*DOCUMENT SEGMENT*.
SPONSOR BLOG

For AI Hardware, Power Optimization Starts With Software And Ends At Silicon

The new era of artificial intelligence hardware calls for efficient software to silicon power analysis and optimizations.

September 4th, 2020 - By: Solaiman Rahim

Artificial intelligence (AI) processing hardware has emerged as a critical piece of today’s tech innovation. AI hardware architecture is very symmetric with large arrays of up to thousands of processing elements (tiles), leading to billion+ gate designs and huge power consumption. For example, the Tesla auto-pilot software stack consumes 72W of power, while the neural network accelerator consumes 12W (Source: The Verge). A recent study from Stanford has shown that building and training a complex neural network can lead to up to 78,000 pounds of carbon emissions (the equivalent of flying 60 passengers from San Francisco to New York). Designing for efficient energy consumption for AI has become critical, not only to reduce the cost of running farms and improve battery life, but also for the preservation of our planet.

The challenge of optimizing AI power necessitates a comprehensive approach, which includes 1) analyzing software and hardware together with the goal to optimize both, 2) defining the best possible architecture and power management, 3) obtaining early total and glitch power at the RTL stage to identify the best micro-architectures, 4) making power a cost function during implementation, and 5) performing efficient power and signal integrity signoff.

1. System-level power analysis, or how to define the best architecture for AI hardware

System-level architecture is key to identifying the best architecture for maximum performance and lower power. Due to intense tile-to-tile traffic when the algorithm on the AI hardware is run and the huge amount of switching activity happening synchronously, it is critical to analyze the execution of the software application on the hardware model to define the best software and hardware architecture to spread the switching activity. Techniques include clock spreading, distributing memory access over time, developing better DVFS, improving power shutdown schemes, and optimizing power management strategies.

Example: Power vs. performance vs. energy trade-off analysis
Source: Synopsys

2. Power profiling of software and hardware using emulation

Another way to analyze the power of a tile in the context of the full chip and software is to use emulation. Emulation enables the user to do power analysis when the real workload (up to billions of cycles) is run on the chip and identify windows of interest for di/dt, peak power or average power analysis. Due to the large number of MAC operations per cycle, identifying these windows is critical for IR drop and peak power analysis. Emulation quickly obtains a power profile of the workload and provides feedback to the software and hardware engineers; for example, it can allow users to identify any power leaking during the tile-to-tile operation that can be turned off by changing the software to disable hierarchical clock gating, for example.

*DATASET CONTENT*.
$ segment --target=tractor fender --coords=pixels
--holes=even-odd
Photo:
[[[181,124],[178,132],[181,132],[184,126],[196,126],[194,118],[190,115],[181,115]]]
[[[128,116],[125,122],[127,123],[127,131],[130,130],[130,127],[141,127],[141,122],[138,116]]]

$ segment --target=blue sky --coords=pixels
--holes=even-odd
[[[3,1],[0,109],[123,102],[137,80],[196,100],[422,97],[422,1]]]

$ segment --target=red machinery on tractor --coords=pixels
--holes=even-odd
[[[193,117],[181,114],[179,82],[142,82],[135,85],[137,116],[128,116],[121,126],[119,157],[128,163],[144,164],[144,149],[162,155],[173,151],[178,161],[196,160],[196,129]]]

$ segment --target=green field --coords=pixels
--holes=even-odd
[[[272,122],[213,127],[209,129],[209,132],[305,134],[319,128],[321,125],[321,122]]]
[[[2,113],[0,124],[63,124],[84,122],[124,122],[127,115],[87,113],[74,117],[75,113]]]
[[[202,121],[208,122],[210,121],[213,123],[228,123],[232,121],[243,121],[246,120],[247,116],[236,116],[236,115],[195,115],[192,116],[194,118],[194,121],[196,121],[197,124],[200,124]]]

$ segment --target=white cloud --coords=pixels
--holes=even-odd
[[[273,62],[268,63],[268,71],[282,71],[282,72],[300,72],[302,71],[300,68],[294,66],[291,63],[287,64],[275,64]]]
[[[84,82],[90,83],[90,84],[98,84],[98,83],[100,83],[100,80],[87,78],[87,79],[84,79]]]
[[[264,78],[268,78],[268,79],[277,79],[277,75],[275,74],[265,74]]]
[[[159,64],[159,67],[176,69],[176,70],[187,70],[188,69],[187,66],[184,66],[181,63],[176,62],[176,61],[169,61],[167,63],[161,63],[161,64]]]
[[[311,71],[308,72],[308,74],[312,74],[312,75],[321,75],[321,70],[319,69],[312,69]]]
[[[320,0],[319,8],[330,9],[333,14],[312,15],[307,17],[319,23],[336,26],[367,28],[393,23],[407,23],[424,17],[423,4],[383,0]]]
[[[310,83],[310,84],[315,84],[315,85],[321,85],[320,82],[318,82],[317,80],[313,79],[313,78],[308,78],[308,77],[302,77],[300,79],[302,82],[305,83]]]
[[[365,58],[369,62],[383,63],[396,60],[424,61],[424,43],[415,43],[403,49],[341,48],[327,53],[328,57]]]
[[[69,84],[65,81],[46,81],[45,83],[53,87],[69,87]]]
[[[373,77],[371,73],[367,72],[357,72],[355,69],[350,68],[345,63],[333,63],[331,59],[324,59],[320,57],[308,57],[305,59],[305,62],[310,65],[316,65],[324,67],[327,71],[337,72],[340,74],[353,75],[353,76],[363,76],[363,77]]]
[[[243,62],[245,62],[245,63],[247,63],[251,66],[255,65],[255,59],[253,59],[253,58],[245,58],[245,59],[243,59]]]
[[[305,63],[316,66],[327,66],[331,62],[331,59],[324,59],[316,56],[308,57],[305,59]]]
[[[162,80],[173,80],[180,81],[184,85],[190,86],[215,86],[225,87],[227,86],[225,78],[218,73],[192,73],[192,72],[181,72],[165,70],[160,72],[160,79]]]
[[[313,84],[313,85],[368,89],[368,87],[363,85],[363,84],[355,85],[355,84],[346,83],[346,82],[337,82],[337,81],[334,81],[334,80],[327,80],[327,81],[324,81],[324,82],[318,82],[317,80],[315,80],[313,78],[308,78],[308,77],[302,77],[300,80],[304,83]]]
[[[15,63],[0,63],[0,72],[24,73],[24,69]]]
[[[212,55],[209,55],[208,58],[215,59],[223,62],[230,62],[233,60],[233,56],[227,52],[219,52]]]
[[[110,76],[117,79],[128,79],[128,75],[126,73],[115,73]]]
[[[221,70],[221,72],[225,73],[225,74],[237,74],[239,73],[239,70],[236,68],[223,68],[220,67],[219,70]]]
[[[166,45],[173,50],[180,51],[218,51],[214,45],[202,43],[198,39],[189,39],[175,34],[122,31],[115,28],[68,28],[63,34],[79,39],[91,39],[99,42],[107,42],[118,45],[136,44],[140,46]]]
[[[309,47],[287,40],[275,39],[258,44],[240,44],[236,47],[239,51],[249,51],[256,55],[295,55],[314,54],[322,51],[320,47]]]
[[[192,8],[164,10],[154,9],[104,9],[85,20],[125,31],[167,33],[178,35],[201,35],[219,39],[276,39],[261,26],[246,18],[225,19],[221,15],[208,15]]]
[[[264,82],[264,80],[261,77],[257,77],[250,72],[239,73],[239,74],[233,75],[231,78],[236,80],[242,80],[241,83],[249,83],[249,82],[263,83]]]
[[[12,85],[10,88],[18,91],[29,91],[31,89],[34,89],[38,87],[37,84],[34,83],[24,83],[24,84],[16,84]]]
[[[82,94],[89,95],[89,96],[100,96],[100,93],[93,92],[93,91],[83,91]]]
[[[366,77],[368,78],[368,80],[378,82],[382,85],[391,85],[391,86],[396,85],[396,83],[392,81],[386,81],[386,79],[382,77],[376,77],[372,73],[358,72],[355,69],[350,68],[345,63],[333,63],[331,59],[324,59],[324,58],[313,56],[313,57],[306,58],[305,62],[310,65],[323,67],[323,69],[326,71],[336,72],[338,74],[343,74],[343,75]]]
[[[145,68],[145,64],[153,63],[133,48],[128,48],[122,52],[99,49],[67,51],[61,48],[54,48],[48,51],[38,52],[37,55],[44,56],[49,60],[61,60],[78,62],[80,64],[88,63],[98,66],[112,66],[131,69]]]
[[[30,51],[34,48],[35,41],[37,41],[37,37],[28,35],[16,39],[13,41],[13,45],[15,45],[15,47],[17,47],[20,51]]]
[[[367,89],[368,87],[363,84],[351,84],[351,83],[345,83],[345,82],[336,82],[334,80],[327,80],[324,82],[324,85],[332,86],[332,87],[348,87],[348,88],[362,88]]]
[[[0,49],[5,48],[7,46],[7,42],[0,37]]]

*WORK TO COMPLETE*. Please continue the article on power optimization for AI hardware, picking up right after its final sentence.

*EXERCISE RESPONSE*.
3. Early power analysis and optimization at RTL

Due to the symmetric and replicated architecture of AI hardware, it is very important to identify the best possible micro-architecture, clock gating, memory gating or data gating for the tile at the RTL stage. Reducing power for a highly replicated tile will lead to high-energy savings at chip level. This is enabled by physically aware RTL power analysis that can provide early but accurate power estimates (typically within 10% of signoff). RTL power analysis in turn enables fast what-if analysis to identify the best micro-architecture and provide guidance on how to improve clock gating efficiency and memory access rate. Additional data gating at this stage can lead to up to 25% power savings for an AI processing tile.

4. Glitch power – A significant concern for AI-style designs

Due to the huge number of operations performed when the AI algorithm is run on hardware, glitch power has become critical for power consumption. Glitch power can represent up to 40% of the total power. Typically, glitch power is computed very late in the flow when gate level simulation with timing delays is available. This is too late to perform changes to the micro-architecture, take glitch power into consideration as part of power costing during implementation, or perform specific ECOs to reduce glitch power.

Percentage of glitch power vs total power for different designs
Source: Synopsys

More novel approaches are available to anticipate glitch power accurately from RTL or 0 delay simulation. This approach enables estimating glitch power within 5 percent of signoff very early in the flow, driving better design decisions during RTL development and better power costing during implementation and ECO, and drastically reducing glitch power.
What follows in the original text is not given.